= EXERCISE REQUIREMENTS =
Rewrite the data from the line with "Each instance of the skin" to the line with "[(235, 603)]", changing "skin" to "exposed skin" and leaving everything else as it is.
^^^^^^^^
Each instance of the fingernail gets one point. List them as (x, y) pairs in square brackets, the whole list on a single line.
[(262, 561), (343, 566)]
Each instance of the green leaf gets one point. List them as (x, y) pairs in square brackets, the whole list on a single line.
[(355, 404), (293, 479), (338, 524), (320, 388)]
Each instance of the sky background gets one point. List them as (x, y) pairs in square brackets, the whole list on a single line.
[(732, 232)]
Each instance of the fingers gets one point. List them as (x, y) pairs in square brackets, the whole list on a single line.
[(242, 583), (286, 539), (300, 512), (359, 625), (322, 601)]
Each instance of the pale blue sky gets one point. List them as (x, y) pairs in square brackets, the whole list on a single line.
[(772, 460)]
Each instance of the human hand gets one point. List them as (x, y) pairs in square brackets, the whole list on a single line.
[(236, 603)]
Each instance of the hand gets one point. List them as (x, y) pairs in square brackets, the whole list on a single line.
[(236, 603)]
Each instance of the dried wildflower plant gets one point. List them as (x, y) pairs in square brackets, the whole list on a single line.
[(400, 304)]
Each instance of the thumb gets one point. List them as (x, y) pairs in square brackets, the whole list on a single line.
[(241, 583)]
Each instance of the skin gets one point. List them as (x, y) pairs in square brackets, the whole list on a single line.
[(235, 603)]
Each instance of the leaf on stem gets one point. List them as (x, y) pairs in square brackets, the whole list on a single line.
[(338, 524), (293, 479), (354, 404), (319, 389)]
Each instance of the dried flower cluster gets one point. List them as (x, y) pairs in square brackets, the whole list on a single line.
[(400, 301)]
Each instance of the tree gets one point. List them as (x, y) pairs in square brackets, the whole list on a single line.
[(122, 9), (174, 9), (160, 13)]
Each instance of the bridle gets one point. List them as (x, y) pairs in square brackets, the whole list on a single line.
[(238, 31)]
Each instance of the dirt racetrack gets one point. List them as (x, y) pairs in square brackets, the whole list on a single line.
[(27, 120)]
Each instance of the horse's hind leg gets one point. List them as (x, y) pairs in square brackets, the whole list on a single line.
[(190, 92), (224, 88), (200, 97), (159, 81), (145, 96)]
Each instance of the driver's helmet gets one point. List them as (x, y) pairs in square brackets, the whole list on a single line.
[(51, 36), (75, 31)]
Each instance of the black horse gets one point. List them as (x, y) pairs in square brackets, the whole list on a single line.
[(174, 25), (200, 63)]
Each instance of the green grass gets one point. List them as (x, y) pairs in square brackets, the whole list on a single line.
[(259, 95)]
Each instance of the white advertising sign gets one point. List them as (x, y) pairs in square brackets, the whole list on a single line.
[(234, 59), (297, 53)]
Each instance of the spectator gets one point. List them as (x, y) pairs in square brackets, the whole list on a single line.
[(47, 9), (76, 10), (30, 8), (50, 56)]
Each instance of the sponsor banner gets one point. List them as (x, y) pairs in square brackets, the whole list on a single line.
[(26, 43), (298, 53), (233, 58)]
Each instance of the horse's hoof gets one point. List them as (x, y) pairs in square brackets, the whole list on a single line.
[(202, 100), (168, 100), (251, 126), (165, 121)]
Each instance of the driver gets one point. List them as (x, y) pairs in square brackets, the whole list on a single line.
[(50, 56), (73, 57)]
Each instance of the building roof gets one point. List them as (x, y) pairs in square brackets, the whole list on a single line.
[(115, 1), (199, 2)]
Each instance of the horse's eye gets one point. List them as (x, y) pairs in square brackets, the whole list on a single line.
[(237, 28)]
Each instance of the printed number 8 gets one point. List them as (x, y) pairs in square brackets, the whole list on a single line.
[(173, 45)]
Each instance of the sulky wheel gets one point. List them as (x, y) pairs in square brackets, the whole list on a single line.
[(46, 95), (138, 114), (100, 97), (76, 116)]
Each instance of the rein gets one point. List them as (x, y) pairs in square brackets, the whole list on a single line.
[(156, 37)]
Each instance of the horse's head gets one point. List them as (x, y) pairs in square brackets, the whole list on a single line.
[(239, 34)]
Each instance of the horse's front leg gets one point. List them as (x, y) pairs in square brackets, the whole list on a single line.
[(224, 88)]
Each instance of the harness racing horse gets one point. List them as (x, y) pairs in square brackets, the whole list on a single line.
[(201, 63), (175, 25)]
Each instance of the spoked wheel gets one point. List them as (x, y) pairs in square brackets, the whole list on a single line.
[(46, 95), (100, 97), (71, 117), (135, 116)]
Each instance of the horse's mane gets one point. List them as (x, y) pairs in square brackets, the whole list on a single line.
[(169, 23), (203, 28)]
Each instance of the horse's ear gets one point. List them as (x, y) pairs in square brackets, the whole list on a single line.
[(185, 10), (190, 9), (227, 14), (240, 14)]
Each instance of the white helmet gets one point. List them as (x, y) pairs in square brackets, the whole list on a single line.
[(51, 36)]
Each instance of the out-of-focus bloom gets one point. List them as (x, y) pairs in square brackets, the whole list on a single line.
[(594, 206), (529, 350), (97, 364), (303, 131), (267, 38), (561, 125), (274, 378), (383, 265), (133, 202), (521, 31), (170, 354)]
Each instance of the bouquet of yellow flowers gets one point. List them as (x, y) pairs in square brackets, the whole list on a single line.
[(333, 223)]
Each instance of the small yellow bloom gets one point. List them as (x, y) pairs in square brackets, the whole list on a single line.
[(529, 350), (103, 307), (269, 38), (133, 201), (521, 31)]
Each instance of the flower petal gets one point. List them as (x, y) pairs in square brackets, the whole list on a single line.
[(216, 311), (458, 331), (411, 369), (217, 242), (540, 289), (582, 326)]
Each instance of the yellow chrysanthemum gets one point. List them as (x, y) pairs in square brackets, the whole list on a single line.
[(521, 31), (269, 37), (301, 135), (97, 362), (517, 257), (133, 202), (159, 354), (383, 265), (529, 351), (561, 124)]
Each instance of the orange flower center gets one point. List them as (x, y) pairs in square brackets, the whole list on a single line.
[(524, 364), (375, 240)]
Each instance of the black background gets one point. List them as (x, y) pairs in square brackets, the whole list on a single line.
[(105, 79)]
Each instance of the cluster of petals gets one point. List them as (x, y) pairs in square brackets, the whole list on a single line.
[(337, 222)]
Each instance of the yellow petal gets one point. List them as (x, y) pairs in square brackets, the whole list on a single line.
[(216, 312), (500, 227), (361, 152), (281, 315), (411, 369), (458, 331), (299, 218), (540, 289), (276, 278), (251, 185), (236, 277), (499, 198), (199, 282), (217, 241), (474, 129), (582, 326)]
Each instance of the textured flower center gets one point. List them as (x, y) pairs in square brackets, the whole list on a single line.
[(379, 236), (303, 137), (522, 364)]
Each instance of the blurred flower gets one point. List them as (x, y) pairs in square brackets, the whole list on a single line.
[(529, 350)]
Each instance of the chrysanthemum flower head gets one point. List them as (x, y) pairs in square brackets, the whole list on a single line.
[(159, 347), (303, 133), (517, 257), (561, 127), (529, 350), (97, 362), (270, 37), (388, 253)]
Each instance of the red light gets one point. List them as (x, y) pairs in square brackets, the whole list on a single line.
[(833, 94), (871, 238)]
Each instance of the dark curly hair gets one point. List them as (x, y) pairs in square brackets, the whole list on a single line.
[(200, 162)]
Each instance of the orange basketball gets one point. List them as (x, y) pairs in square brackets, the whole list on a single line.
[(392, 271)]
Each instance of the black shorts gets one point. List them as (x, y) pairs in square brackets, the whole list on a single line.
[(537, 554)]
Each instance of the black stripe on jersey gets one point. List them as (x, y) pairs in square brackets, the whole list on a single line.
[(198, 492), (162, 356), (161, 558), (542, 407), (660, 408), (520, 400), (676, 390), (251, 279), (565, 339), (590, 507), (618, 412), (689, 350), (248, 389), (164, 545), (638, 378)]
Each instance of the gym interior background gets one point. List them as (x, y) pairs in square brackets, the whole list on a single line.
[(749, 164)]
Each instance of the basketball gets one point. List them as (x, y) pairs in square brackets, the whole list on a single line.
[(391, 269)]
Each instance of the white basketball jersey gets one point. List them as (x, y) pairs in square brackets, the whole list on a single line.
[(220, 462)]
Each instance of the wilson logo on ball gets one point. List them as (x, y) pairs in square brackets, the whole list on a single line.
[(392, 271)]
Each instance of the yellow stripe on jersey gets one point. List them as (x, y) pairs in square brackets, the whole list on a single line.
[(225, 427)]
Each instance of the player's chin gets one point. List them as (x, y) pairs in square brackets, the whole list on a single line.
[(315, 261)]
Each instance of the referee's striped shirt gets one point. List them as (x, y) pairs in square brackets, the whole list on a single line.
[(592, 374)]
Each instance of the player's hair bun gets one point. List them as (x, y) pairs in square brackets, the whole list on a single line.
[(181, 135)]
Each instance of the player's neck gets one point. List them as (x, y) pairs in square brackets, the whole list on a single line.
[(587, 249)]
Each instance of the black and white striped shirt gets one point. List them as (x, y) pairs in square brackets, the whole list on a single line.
^^^^^^^^
= TASK OUTPUT =
Each instance of the exposed skin gets one point. List them as (x, y) pairs in square brackets, the whole list on a single line.
[(235, 603)]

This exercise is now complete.